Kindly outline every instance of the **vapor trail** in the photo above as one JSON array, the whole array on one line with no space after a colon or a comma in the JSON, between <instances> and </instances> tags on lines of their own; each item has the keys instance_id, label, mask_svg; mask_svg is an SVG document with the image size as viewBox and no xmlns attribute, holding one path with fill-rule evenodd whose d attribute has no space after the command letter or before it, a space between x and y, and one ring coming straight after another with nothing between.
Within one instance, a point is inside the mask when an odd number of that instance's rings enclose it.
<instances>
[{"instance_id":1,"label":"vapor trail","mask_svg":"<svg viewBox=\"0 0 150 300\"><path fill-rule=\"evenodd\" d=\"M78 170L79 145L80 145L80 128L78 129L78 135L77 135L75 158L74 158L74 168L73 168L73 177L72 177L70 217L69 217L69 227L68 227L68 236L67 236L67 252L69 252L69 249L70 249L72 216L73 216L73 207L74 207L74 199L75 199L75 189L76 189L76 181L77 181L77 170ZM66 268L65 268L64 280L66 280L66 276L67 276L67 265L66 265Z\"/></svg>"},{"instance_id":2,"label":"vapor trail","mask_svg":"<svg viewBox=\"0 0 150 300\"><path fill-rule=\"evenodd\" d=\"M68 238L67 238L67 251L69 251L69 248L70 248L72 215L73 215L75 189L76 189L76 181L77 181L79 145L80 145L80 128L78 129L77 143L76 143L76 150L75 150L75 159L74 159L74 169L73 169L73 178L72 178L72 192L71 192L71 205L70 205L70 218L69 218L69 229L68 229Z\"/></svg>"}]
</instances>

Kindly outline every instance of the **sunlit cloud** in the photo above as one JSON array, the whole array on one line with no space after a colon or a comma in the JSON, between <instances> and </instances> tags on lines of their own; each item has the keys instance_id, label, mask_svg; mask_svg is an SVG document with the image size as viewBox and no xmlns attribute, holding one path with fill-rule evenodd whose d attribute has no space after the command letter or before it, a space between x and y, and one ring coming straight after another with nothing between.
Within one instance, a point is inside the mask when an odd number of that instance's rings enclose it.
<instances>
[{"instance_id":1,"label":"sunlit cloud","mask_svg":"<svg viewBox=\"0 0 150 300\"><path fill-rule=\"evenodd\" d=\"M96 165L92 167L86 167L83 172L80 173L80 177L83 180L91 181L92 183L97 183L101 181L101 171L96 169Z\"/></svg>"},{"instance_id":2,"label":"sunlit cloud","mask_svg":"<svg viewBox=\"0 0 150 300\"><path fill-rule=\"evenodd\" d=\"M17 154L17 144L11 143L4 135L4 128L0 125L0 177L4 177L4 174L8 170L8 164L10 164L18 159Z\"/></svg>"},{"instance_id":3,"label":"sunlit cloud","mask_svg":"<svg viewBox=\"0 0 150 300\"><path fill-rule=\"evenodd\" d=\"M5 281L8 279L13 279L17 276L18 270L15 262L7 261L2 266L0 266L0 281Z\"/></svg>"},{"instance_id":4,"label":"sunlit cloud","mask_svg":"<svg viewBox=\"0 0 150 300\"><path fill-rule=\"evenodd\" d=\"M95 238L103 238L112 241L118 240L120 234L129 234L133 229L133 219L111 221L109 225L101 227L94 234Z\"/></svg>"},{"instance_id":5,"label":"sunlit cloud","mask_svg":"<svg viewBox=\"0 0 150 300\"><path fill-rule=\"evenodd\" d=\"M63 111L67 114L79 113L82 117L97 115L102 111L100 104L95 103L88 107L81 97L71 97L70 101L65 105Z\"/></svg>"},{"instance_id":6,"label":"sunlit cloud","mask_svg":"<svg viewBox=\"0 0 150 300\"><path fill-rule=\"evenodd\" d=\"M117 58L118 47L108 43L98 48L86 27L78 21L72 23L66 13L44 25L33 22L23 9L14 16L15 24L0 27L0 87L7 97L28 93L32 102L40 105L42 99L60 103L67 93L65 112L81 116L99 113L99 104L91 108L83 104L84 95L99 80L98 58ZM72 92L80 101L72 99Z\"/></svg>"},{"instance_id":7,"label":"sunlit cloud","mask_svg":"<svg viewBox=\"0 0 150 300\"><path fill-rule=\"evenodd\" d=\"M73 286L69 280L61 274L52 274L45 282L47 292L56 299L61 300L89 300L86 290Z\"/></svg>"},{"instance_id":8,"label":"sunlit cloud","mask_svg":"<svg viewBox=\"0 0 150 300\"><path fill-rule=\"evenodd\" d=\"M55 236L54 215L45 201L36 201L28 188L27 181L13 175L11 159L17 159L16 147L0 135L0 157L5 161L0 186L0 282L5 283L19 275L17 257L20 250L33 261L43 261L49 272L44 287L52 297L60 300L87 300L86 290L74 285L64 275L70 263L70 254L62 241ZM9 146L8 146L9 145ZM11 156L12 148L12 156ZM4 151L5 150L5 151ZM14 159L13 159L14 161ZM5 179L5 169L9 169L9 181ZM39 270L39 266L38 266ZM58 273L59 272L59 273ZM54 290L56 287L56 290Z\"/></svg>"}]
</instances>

+---+

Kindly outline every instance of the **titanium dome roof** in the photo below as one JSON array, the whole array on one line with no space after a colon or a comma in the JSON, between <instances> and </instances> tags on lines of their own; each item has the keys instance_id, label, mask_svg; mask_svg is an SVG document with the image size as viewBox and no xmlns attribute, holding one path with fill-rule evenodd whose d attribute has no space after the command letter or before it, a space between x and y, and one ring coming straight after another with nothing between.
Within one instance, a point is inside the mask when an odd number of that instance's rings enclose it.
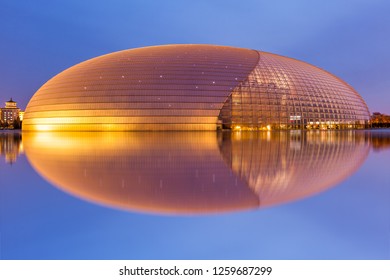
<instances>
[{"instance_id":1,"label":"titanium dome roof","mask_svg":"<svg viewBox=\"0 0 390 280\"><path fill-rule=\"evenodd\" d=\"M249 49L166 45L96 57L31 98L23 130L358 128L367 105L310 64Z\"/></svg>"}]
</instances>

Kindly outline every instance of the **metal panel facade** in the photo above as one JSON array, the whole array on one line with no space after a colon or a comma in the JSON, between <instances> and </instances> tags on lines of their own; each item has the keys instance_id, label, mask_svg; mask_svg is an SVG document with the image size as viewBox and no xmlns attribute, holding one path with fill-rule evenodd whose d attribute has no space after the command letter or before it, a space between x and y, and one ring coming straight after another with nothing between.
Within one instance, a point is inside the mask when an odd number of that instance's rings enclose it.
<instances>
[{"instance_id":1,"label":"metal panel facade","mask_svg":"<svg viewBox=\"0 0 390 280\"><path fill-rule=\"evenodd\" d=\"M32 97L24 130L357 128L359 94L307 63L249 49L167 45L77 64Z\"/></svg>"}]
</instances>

+---+

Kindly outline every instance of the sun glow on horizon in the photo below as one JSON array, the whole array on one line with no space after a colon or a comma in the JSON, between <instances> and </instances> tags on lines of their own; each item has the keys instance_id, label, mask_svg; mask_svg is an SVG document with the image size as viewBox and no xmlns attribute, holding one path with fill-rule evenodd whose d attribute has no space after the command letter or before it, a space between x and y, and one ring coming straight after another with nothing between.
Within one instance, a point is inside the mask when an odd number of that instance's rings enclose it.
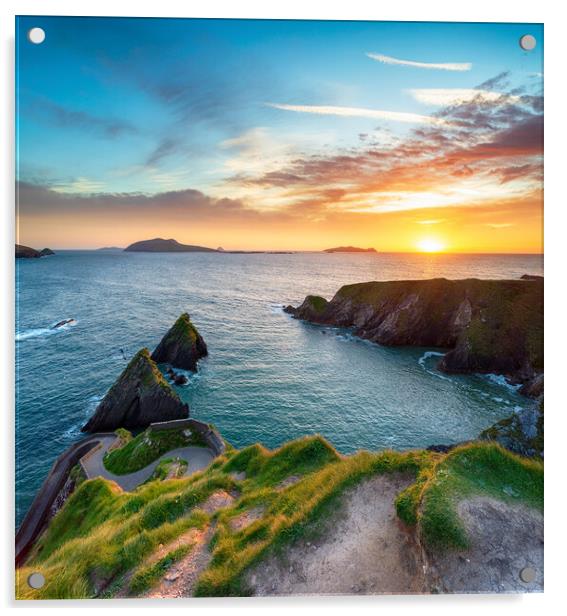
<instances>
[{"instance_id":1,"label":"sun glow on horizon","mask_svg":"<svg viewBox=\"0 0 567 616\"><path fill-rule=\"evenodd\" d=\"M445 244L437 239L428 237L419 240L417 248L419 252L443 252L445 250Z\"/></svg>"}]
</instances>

+---+

## [AIM OF THE TASK]
Show each line of the listing that holds the string "below".

## [TASK ANSWER]
Kindly outline every instance of the **titanium dome roof** in the photo below as one JSON array, the whole array on one line with no space after a colon or a comma in the JSON, between <instances> and </instances> tags on lines of their own; each item has the keys instance_id, label, mask_svg; mask_svg is an SVG document with the image size as viewBox and no xmlns attribute, holding one path with fill-rule evenodd whose d attribute has no space after the command letter or before it, a space between x and y, and one ring coming straight after another with nothing between.
Kindly outline every instance of the sun glow on horizon in the photo below as one JSON array, the whole array on one line with no space after a colon or a comma in the JSON, between <instances> and </instances> tags on lines of their own; each item has the keys instance_id, label, mask_svg; mask_svg is an SVG document with the image size as viewBox and no xmlns attribute, holding one path with fill-rule evenodd whose d attribute has no space after the command letter or before it, a space between x and y, and one ring coming straight after another with nothing between.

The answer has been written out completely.